■ WHAT YOU WILL DO
Using the entries below, output exactly the line containing "of the wooden" and all lines that follow it to the end.

[Dataset rows]
** Begin **
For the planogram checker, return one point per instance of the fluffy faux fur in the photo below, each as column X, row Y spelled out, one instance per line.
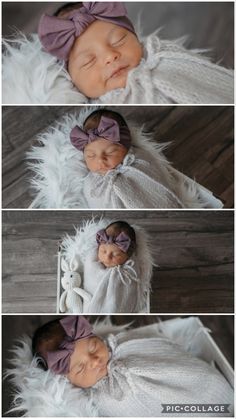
column 168, row 73
column 78, row 247
column 59, row 168
column 41, row 394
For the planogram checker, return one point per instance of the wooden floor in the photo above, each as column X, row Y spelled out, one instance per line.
column 15, row 326
column 202, row 144
column 196, row 20
column 193, row 251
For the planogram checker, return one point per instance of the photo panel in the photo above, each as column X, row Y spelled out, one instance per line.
column 167, row 356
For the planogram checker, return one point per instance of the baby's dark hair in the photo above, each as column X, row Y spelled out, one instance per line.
column 67, row 8
column 47, row 338
column 92, row 121
column 114, row 229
** End **
■ COMPLETE OUTPUT
For the planogram checker, return one point per instance of the wooden floor in the photo above, each as column X, row Y spelled out, one instance per line.
column 15, row 326
column 202, row 144
column 196, row 20
column 193, row 251
For the planogram checker, return one point per instance of the photo panel in the photo above, each as column X, row Y spelled out, one instance per line.
column 167, row 356
For the planogram checker, return one point per instance of the baby's dark hair in the photo above, each as column X, row Y spelled out, one instance per line.
column 67, row 8
column 47, row 338
column 92, row 121
column 114, row 229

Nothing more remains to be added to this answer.